_Seçilen Bölüm_.
Ana Sayfa Felsefe Eleştirel felsefenin babası, Immanuel Kant ve etiğin temelleri

Eleştirel felsefenin babası, Immanuel Kant ve etiğin temelleri

İnsanoğlu öyle eğri bir tahtadan yapılmıştır ki, ondan tam olarak doğru hiçbir şey yapılamaz.

Belirlenimciliğin insanlar için de geçerli olduğuna gerçekten inanan biri, bu sonuçlara mahkumdur. Ancak, görüldüğü kadarıyla bu tür insanlar yoktur. Böyle bir şeyin olanaksızlığı bizim için bir olgudur. Alçakların ve suçluların, hatta psıkopatların, hatta belirlenimci olduklarına inanan kişilerin bile kötü muameleye maruz kaldıklarında incindikleri ve itiraz ettikleri, kim olursa olsun yapılmaması gerektiğini düşündükleri görülmektedir.

Dolayısıyla, görüldüğü kadarıyla (en azından zaman zaman) özgür seçim diye bir şeyin var olduğuna inanmadan edemeyiz. Fakat, buna inanmak, maddi nesnelerin bazı hareketlerinin tamamen bilimin yasaları tarafından belirlenmediğine inanmadan da edemeyeceğimiz anlamına gelir. Bu hareketlerden bazılarına, kendi irademizin özgür eylemleri karar vermektedir ( bu bağlamda “özgür”, kişinin dışında belirlenmemiş, bilimsel yasalarca yönetilmeyen anlamına gelir).

Böylece diyor ki Kant –ister itiraf edelim ister etmeyelim –var olanın yalnızca deneysel dünyadan ibaret olmadığına inanırız. Bedenimizin hareketlerini etkileyen kararların alındığı ve aynı zamanda yapılan seçimlerde, alınan kararlarda övgü ve yergi sözcüklerinin geçerli olacağı deneysel olmayan bir dünyanın varlığına inanırız. Kant’ın bütün felsefesi, bunun nasıl olanaklı olduğunu –bilimsel açıklamaya uyan bir dünyada ahlakın ve özgür iradenin nasıl var olabildiğini –anlama çabası olarak görülebilir.

Kısaca Immanuel Kantın Felsefesi
Modern felsefenin gelişim seyrine uygun olarak bilgi kuramını ön plana çıkartmıştır. Kant’ın gözünde bilim, öncülleri kesin olan ve yöntemleri, ancak Hume’unki gibi felsefi bir kuşkuculuk benimsendiği zaman sorgulanabilen evrensel bir disiplindir. Bilim yansızdır ve nesneldir.Aslında nesnelmiş gibi görünür.

_Yazılı Alıştırma A_.
Kant ve etik üzerine yazıya göre aşağıdaki soruları yanıtlayın:
(i) İnsanoğlu nasıl bir tahtadan yapılmıştır?
(ii) "Özgür" sözcüğü bu bağlamda ne anlama gelir?
(iii) Kant'ın gözünde bilimin yöntemleri ancak ne zaman sorgulanabilir?
_Yazılı Alıştırma B_.
Lütfen Kant ve etik üzerine yazıdan "Böylece diyor ki" sözlerinden başlayıp aşağıya doğru "nesnelmiş gibi görünür." sözlerine kadar uzanan her şeyi değiştirmeden aktarın.
_Yazılı Alıştırma C_.
Kant ve etik üzerine yazının son cümlesinden sonra gelecek kısmı yazın.

_Kayıtlı Girdiler_.
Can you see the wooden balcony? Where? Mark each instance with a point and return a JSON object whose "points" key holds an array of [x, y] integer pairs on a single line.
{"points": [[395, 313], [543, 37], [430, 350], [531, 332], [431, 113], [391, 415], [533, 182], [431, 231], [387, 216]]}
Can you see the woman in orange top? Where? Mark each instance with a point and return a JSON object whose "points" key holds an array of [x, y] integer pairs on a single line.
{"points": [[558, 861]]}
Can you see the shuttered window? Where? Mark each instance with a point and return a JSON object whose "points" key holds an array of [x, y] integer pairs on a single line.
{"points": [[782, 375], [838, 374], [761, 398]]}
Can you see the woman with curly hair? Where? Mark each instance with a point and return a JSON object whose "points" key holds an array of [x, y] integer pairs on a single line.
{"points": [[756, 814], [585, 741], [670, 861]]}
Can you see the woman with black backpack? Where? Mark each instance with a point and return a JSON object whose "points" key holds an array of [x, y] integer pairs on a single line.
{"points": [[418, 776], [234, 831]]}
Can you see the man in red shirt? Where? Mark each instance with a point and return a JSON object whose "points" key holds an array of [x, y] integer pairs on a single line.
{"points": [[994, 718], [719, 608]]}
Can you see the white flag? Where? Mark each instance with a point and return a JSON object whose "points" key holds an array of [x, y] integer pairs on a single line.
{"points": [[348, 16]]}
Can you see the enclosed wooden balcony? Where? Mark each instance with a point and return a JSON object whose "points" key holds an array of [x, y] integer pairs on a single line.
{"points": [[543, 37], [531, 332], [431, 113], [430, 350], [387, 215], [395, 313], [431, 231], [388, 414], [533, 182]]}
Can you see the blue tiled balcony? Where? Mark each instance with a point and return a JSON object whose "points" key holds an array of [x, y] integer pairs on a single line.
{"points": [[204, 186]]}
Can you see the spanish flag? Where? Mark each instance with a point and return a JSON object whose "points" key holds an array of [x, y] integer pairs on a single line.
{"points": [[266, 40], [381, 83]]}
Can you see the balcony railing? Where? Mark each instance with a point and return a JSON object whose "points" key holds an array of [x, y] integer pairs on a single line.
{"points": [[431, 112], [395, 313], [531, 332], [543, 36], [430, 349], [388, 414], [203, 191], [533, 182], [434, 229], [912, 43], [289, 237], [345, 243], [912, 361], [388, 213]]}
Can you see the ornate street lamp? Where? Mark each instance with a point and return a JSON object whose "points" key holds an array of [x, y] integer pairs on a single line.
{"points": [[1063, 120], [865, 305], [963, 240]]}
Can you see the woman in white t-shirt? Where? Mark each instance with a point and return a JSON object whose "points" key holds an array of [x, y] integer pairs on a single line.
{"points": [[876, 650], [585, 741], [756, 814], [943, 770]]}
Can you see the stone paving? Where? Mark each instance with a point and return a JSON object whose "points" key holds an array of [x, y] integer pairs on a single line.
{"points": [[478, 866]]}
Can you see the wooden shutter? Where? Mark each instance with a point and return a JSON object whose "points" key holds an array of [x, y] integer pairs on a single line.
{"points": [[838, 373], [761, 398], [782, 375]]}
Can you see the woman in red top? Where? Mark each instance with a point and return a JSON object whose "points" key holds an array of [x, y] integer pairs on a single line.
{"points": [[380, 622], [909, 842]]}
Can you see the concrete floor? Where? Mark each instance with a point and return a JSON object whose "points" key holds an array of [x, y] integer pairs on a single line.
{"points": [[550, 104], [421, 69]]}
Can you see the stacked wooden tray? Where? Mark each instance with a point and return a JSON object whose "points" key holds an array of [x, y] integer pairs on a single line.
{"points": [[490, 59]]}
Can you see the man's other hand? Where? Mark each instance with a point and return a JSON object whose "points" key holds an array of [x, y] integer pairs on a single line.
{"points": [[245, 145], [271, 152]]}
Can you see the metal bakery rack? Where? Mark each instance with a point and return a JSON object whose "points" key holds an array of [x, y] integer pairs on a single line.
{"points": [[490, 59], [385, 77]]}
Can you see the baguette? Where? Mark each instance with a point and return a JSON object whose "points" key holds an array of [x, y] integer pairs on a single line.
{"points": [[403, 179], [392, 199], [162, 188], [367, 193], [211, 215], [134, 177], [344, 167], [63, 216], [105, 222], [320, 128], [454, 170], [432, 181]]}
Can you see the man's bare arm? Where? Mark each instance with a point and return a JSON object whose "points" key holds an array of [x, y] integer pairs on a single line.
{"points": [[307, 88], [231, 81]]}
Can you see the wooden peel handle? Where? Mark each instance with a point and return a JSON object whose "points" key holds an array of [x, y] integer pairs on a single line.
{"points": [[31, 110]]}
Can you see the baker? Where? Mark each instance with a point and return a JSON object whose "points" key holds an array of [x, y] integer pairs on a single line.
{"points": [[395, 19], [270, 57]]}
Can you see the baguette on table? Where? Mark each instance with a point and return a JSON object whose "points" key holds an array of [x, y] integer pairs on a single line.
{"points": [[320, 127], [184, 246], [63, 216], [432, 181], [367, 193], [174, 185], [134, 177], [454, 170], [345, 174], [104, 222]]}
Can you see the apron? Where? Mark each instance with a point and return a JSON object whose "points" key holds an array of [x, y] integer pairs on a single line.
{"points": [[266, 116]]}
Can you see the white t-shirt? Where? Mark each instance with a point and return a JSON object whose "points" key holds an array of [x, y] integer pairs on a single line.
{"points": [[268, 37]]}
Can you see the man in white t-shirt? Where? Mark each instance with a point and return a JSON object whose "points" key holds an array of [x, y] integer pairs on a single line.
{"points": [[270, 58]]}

_Yazılı Yanıt A_.
(i) Eğri bir tahtadan.
(ii) Kişinin dışında belirlenmemiş, bilimsel yasalarca yönetilmeyen anlamına gelir.
(iii) Ancak Hume'unki gibi felsefi bir kuşkuculuk benimsendiği zaman.

_Yazılı Yanıt B_.
Böylece diyor ki Kant –ister itiraf edelim ister etmeyelim –var olanın yalnızca deneysel dünyadan ibaret olmadığına inanırız. Bedenimizin hareketlerini etkileyen kararların alındığı ve aynı zamanda yapılan seçimlerde, alınan kararlarda övgü ve yergi sözcüklerinin geçerli olacağı deneysel olmayan bir dünyanın varlığına inanırız. Kant’ın bütün felsefesi, bunun nasıl olanaklı olduğunu –bilimsel açıklamaya uyan bir dünyada ahlakın ve özgür iradenin nasıl var olabildiğini –anlama çabası olarak görülebilir.

Kısaca Immanuel Kantın Felsefesi
Modern felsefenin gelişim seyrine uygun olarak bilgi kuramını ön plana çıkartmıştır. Kant’ın gözünde bilim, öncülleri kesin olan ve yöntemleri, ancak Hume’unki gibi felsefi bir kuşkuculuk benimsendiği zaman sorgulanabilen evrensel bir disiplindir. Bilim yansızdır ve nesneldir.Aslında nesnelmiş gibi görünür.

_Yazılı Yanıt C_.
O, felsefedeki ilk ve temel misyonunun bilimi temellendirmek, daha sonra da ahlakın ve dinin rasyonelliğini savunmak olduğuna inanmıştır. Bu amacı gerçekleştirmek için, hem Descartes’ın rasyonalizminden ve hem de Hume’un empirizminden önemli gördüğü öğeleri alarak, transsendental epistemolojik idealizm diye bilinen kendi bilgi kuramını geliştirmiş, yükselen bilimin felsefi temellerini gösterdikten sonra, özgürlük ve ödev düşüncesine dayanarak Hristiyan ahlakını savunma çabası vermiştir. O, fenomenal gerçeklikle, yani bizim duyular aracılığıyla tecrübe ettiğimiz dünya ile numenal gerçeklik, yani duyusal olmayan ve hakkında bilgi sahibi olunamayacak dünya arasında bir ayrım yapmıştır.

Kant öğretisiyle bilimsel bilginin olanaklı olduğunu göstererek, Newton fiziğini temellendirir, fakat varlığın genel ilkeleri, Tanrı’nın varoluşu, ruhun ölümsüzlüğü gibi konuları ele alan geleneksel metafiziği olanaksız hale getirir. Çünkü, metafizik alanında, ruh, Tanrı, evren kavramlarını düşündüğümüz zaman, burada duyu-deneyi tarafından sağlanan malzeme bulunmaz. Bilginin iki temel öğesinden biri olan deney, tecrübe öğesi metafizik alanında söz konusu olmadığı için, akıl burada antinomilere düşer. Öyleyse metafizik alanında bilimsel bilgi olanaklı değildir. Bununla birlikte, Kant görünüş-gerçeklik ya da fenomen-numen ayrımını insan varlığına uygulayarak, ahlak olanağını kurtarır.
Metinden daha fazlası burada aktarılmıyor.